**Objective**
Rewrite the lines from the one containing "Category: white tablecloth" through the end of the data file, changing every "trunk" to "stem" and leaving everything else unchanged. Omit the pictures.

Part of a data file
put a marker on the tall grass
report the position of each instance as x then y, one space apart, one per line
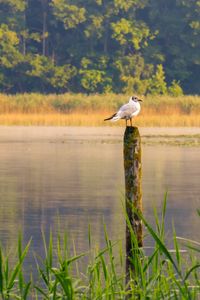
163 274
79 109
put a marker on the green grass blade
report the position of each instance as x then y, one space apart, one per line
191 270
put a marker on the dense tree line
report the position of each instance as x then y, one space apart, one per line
142 46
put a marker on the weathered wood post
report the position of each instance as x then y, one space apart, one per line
133 193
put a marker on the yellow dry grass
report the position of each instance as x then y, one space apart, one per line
82 110
96 119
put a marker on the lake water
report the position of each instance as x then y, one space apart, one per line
74 177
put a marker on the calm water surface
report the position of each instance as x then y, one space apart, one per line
76 175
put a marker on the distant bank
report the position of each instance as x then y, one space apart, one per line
83 110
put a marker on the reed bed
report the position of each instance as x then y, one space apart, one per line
82 110
163 274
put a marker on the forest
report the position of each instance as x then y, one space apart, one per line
100 46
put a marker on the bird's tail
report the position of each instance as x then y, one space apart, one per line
110 118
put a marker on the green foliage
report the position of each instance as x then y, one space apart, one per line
51 38
163 273
9 53
157 84
70 15
174 89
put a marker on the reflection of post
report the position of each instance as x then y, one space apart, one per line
133 174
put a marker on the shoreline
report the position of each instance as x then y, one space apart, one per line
171 136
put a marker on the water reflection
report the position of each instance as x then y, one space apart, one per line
43 176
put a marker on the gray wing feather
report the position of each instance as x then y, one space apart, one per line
126 110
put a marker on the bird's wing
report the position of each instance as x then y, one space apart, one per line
126 110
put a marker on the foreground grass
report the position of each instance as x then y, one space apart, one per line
163 274
82 110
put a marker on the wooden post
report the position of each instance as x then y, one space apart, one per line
133 193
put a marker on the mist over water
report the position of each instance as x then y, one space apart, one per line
66 178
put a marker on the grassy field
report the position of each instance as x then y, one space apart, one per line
82 110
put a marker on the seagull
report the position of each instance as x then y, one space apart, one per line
127 111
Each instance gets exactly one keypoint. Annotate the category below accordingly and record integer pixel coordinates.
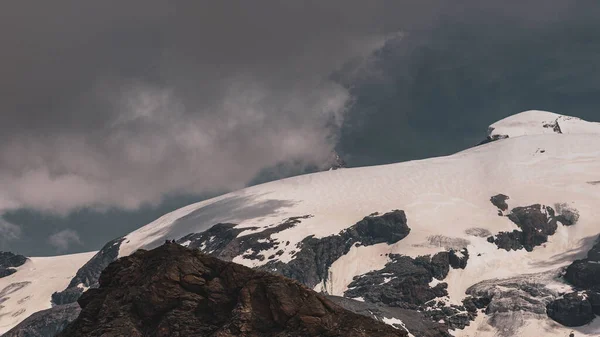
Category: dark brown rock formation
(175, 291)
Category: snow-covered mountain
(472, 244)
(29, 289)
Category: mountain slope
(30, 288)
(476, 242)
(175, 291)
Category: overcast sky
(114, 112)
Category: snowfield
(30, 289)
(447, 205)
(445, 197)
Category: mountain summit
(490, 241)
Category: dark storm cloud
(117, 103)
(434, 91)
(120, 102)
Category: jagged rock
(493, 138)
(574, 309)
(143, 295)
(458, 260)
(87, 276)
(500, 201)
(403, 282)
(594, 298)
(222, 241)
(536, 223)
(46, 323)
(440, 265)
(311, 263)
(511, 300)
(414, 321)
(585, 273)
(9, 261)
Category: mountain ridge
(448, 206)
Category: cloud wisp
(121, 103)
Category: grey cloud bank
(122, 104)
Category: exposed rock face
(87, 276)
(493, 138)
(414, 321)
(585, 273)
(536, 223)
(9, 261)
(508, 302)
(500, 201)
(404, 282)
(222, 241)
(414, 284)
(580, 307)
(554, 126)
(46, 323)
(571, 310)
(175, 291)
(315, 255)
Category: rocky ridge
(175, 291)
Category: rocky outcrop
(414, 284)
(585, 273)
(417, 323)
(508, 302)
(573, 309)
(9, 261)
(492, 138)
(499, 201)
(175, 291)
(87, 276)
(403, 282)
(314, 256)
(46, 323)
(582, 306)
(536, 223)
(222, 241)
(554, 126)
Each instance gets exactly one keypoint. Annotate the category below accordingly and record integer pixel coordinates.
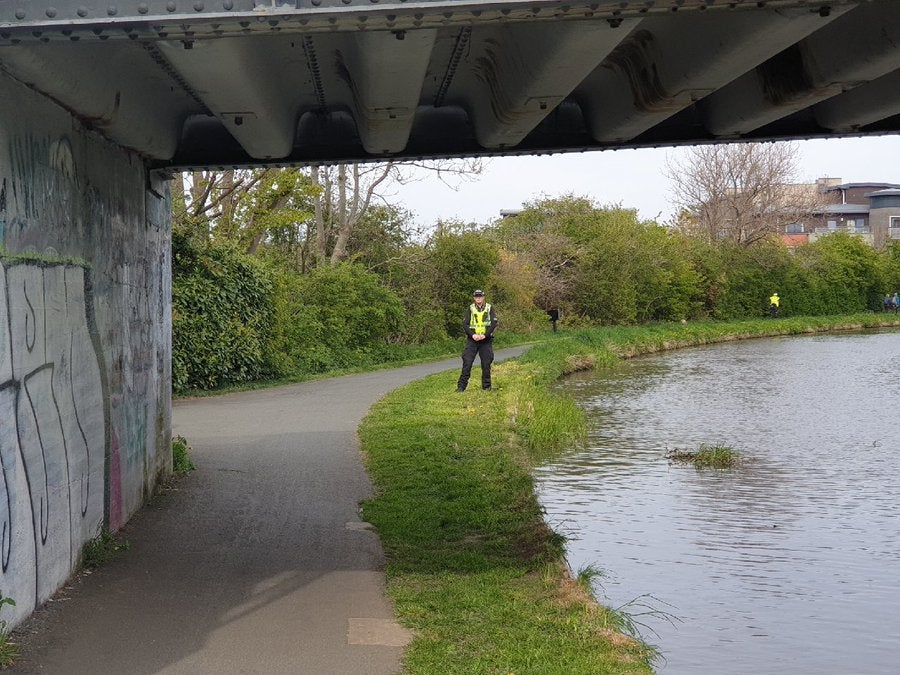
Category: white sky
(632, 178)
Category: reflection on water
(789, 563)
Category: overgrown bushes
(239, 317)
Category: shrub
(221, 316)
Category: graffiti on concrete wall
(52, 426)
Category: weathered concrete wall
(84, 343)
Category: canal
(790, 562)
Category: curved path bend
(255, 563)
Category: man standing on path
(479, 325)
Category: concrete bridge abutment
(85, 340)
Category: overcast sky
(632, 178)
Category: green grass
(473, 569)
(708, 457)
(404, 355)
(103, 548)
(9, 651)
(181, 457)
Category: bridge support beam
(85, 324)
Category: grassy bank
(472, 567)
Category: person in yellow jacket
(479, 323)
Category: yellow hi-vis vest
(480, 319)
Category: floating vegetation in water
(707, 456)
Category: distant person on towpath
(479, 324)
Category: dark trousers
(485, 351)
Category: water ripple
(787, 563)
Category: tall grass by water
(472, 567)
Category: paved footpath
(255, 563)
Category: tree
(248, 207)
(740, 193)
(347, 192)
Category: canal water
(789, 563)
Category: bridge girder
(191, 83)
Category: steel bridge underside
(208, 83)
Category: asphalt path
(257, 562)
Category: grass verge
(103, 548)
(9, 650)
(473, 568)
(182, 464)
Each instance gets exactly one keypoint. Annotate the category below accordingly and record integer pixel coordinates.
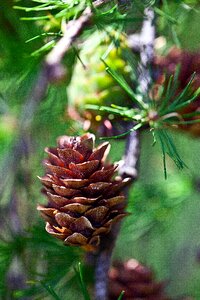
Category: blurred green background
(163, 229)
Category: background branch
(129, 164)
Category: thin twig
(129, 166)
(73, 30)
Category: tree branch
(129, 165)
(73, 29)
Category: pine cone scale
(83, 199)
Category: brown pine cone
(136, 280)
(83, 199)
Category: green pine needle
(168, 147)
(121, 81)
(50, 290)
(79, 273)
(121, 295)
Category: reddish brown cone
(83, 199)
(136, 281)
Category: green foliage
(164, 218)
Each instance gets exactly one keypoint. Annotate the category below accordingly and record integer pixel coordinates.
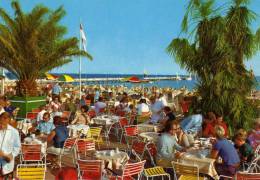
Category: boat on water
(188, 78)
(178, 78)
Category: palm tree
(33, 43)
(216, 50)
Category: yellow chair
(155, 172)
(143, 118)
(186, 171)
(31, 171)
(95, 134)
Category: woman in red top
(209, 130)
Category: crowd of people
(178, 133)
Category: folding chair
(122, 123)
(186, 171)
(31, 115)
(31, 171)
(247, 176)
(89, 169)
(66, 114)
(156, 171)
(32, 153)
(95, 134)
(130, 132)
(68, 148)
(83, 146)
(130, 171)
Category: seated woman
(224, 149)
(167, 145)
(44, 126)
(209, 131)
(82, 117)
(58, 136)
(245, 151)
(142, 107)
(185, 140)
(169, 115)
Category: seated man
(245, 151)
(192, 124)
(58, 136)
(225, 149)
(167, 145)
(156, 109)
(45, 126)
(254, 135)
(209, 130)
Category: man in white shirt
(10, 145)
(162, 98)
(142, 107)
(40, 114)
(156, 109)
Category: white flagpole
(80, 47)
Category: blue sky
(126, 36)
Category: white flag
(83, 38)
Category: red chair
(32, 153)
(122, 123)
(130, 132)
(90, 169)
(139, 148)
(66, 114)
(31, 115)
(91, 114)
(83, 146)
(68, 148)
(88, 102)
(152, 151)
(37, 110)
(129, 170)
(247, 176)
(120, 113)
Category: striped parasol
(50, 76)
(65, 78)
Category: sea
(189, 84)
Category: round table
(150, 136)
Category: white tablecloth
(146, 127)
(199, 157)
(106, 119)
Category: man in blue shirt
(56, 90)
(226, 150)
(192, 124)
(45, 126)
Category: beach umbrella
(65, 78)
(134, 79)
(51, 76)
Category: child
(245, 151)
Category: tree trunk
(26, 88)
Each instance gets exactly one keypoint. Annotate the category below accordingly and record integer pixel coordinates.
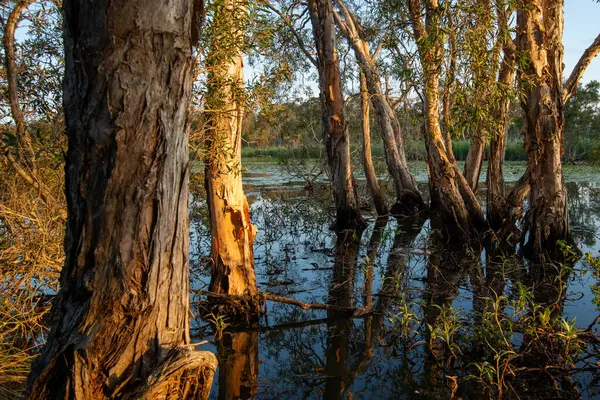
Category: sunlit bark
(451, 196)
(370, 174)
(335, 126)
(408, 198)
(120, 322)
(539, 39)
(232, 234)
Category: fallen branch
(286, 300)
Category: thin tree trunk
(474, 160)
(367, 157)
(335, 126)
(232, 234)
(23, 143)
(498, 215)
(456, 204)
(540, 30)
(448, 84)
(120, 322)
(238, 369)
(408, 198)
(26, 166)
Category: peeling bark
(454, 201)
(502, 212)
(474, 160)
(232, 234)
(238, 370)
(335, 126)
(584, 61)
(539, 38)
(408, 198)
(367, 156)
(122, 311)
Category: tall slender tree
(335, 126)
(232, 234)
(539, 41)
(408, 198)
(451, 197)
(120, 322)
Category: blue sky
(582, 25)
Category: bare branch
(285, 19)
(577, 73)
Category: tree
(451, 196)
(367, 156)
(120, 322)
(231, 231)
(408, 198)
(335, 127)
(539, 40)
(582, 121)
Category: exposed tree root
(236, 300)
(184, 374)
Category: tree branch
(577, 73)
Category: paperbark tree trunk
(232, 234)
(474, 160)
(539, 39)
(408, 198)
(367, 156)
(455, 202)
(120, 322)
(335, 126)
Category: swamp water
(446, 322)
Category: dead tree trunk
(454, 200)
(408, 198)
(367, 156)
(474, 160)
(232, 234)
(539, 39)
(120, 322)
(335, 126)
(238, 370)
(503, 211)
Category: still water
(447, 322)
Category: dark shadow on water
(447, 320)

**Full solution**
Category: white tablecloth
(146, 127)
(199, 157)
(106, 119)
Category: man in blue shirt
(56, 90)
(226, 150)
(192, 124)
(45, 126)
Category: beach umbrella
(65, 78)
(134, 79)
(51, 76)
Category: child
(245, 151)
Category: tree stem
(26, 88)
Each instance gets exactly one keypoint. Annotate the category below accordingly and record integer pixel coordinates.
Category: sunlit bark
(451, 196)
(370, 174)
(335, 126)
(408, 198)
(120, 322)
(539, 39)
(232, 234)
Category: fallen branch
(286, 300)
Category: thin tree stem
(474, 160)
(367, 157)
(335, 126)
(232, 234)
(23, 143)
(498, 215)
(456, 204)
(540, 30)
(448, 84)
(120, 322)
(238, 369)
(408, 198)
(26, 166)
Category: peeling bark
(454, 201)
(502, 212)
(474, 160)
(232, 234)
(238, 370)
(335, 126)
(584, 61)
(539, 38)
(408, 198)
(367, 156)
(122, 311)
Category: tall slender tree
(335, 126)
(232, 234)
(539, 41)
(408, 198)
(451, 197)
(120, 322)
Category: blue sky
(582, 25)
Category: bare branch
(285, 19)
(577, 73)
Category: tree
(451, 196)
(367, 156)
(120, 322)
(231, 231)
(408, 198)
(335, 127)
(539, 40)
(582, 121)
Category: exposed tree root
(236, 300)
(184, 374)
Category: tree branch
(577, 73)
Category: paperbark tree stem
(232, 234)
(474, 160)
(539, 39)
(408, 198)
(367, 156)
(455, 202)
(120, 322)
(335, 126)
Category: swamp water
(446, 322)
Category: dead tree stem
(454, 200)
(408, 198)
(367, 156)
(474, 160)
(232, 234)
(539, 39)
(120, 322)
(335, 126)
(238, 370)
(503, 211)
Category: still water
(447, 322)
Category: dark shadow on water
(447, 320)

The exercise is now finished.